▶ Page text:
* * * * * * *

CTranslate2: a bunch of new features to start 2022

Hi there!

I’d like to post an update about recent additions to CTranslate2. The last similar post was in June 2021 when we released the version 2.0, so I figured it would be interesting to summarize the latest changes. It turns out there are many!

Python wheels for Windows and Linux ARM

In addition to Linux and macOS, we now also build and publish Python wheels for Windows and Linux ARM. The Windows wheels have the same level of features as the Linux ones, including GPU support.

Converter for Marian models and the collection 1000+ pretrained models from OPUS-MT

By design, CTranslate2 can run models trained by different NMT toolkits. We added a converter for Marian, in particular to make the 1000+ pretrained models from OPUS-MT usable in CTranslate2. The conversion is easy and does not require additional dependencies:

ct2-opus-mt-converter --model_dir opus_model --output_dir ct2_model

(If you are using one of these pretrained models in your application, make sure to respect their CC BY 4.0 license.)

This work also enables proper performance benchmarks with Marian as we can compare the translation speed using exactly the same model. See the benchmark table for a comparison (tl;dr: CTranslate2 is faster and uses much less memory).

M2M-100 multilingual model

Similarly, we extended the Fairseq converter to support the M2M-100 multilingual model. Check out this tutorial by @ymoslem for how to convert and use this model.

Methods to score existing translations

Scoring is sometimes used in the model training procedure, for example to filter the training data, so there are benefits in making this task fast. We added the methods Translator.score_batch and Translator.score_file.

Source factors (a.k.a. source features)

Models trained with source factors are now supported since it was requested multiple times. To simplify their integration, the source factors should be attached to the tokens directly. There is no separate argument.

In API:

translator.translate_batch([["hello│C", "world│L", "!│N"]])

In text file:

hello│C world│L !│N

There is an error if the number of factors does not match what the model expects.

Asynchronous translations from Python

You can now run asynchronous translations from Python. In this mode, Translator.translate_batch returns immediately and you can retrieve the results later:

async_results = translator.translate_batch(batch, asynchronous=True)
async_results[0].result()  # This method blocks until the result is available.

Asynchronous translation is also one way to benefit from inter_threads or multi-GPU parallelism.

New translation options

Some new translation options were added:

  • disable_unk: disallow the generation of the <unk> token.
  • max_input_length: truncate the inputs after this many tokens in order to limit the maximum memory usage (1024 by default).
  • repetition_penalty: penalize the tokens that were already generated as described in Keskar et al. 2019.

* * * * * * *

(Coordinate annotation records)
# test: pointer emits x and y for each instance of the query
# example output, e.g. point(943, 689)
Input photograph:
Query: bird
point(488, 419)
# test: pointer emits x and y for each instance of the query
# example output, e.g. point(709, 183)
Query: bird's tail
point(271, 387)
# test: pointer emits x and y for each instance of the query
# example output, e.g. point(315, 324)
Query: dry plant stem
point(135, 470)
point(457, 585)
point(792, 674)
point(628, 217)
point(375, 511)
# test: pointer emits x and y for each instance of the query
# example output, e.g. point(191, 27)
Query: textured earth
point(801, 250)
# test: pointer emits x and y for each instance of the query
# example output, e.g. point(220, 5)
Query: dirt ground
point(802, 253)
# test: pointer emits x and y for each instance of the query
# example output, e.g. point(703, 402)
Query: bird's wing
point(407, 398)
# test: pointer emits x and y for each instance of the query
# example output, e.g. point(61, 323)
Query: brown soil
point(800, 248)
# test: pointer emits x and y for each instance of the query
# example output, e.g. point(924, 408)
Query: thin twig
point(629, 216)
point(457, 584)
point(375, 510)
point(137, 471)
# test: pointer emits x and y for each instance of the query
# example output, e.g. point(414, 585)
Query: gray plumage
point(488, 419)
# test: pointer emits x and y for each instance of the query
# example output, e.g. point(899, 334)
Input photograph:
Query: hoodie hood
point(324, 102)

* * * * * * *

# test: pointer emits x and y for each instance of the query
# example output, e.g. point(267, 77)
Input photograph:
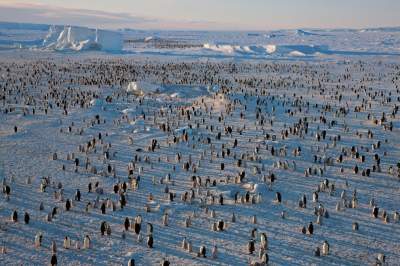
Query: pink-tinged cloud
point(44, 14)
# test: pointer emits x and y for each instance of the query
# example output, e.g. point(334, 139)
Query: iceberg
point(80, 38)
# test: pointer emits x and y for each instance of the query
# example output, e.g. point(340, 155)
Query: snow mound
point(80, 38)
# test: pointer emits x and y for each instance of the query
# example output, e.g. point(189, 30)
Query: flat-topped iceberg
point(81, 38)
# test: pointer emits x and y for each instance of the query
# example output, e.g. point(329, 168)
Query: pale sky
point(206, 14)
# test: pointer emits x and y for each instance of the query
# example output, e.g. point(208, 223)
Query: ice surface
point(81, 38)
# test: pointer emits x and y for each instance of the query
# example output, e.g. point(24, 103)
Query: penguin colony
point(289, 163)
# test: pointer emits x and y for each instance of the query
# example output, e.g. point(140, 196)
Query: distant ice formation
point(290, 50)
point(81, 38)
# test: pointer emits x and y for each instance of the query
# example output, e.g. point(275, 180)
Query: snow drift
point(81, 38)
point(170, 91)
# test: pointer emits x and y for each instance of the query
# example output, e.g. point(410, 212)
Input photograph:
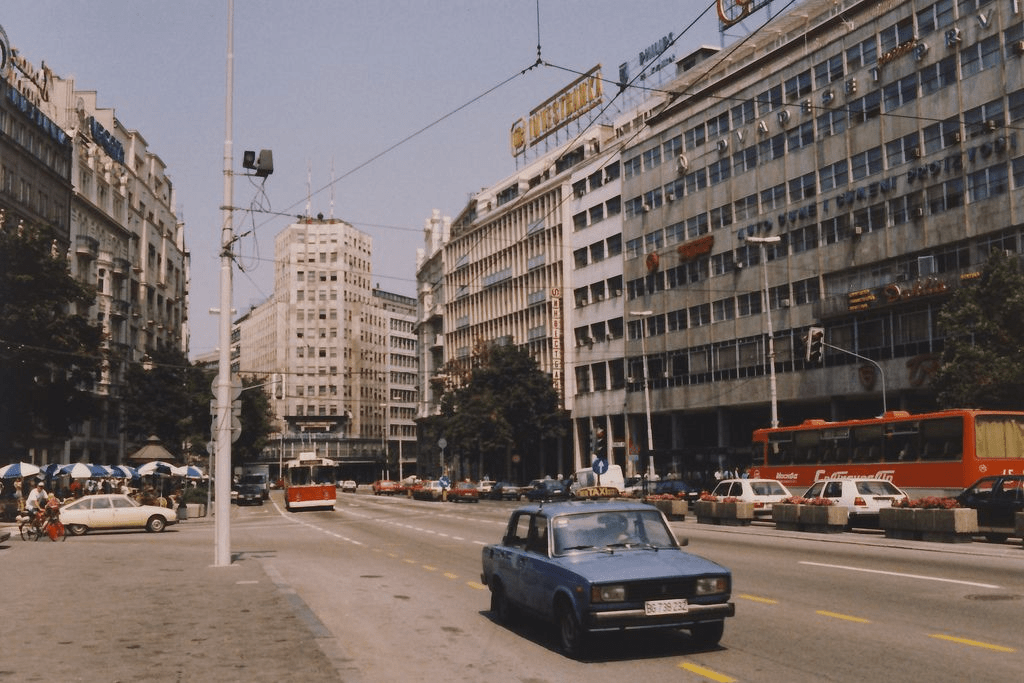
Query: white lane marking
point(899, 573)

* * * * * * *

▶ To-do list:
(a) From the CTranslate2 update, write out the passage starting with "By design, CTranslate2" and going on through "much less memory).".
(b) List every new translation option that the CTranslate2 update names.

▶ Task-by-task outputs:
(a)
By design, CTranslate2 can run models trained by different NMT toolkits. We added a converter for Marian, in particular to make the 1000+ pretrained models from OPUS-MT usable in CTranslate2. The conversion is easy and does not require additional dependencies:

ct2-opus-mt-converter --model_dir opus_model --output_dir ct2_model

(If you are using one of these pretrained models in your application, make sure to respect their CC BY 4.0 license.)

This work also enables proper performance benchmarks with Marian as we can compare the translation speed using exactly the same model. See the benchmark table for a comparison (tl;dr: CTranslate2 is faster and uses much less memory).

(b)
disable_unk
max_input_length
repetition_penalty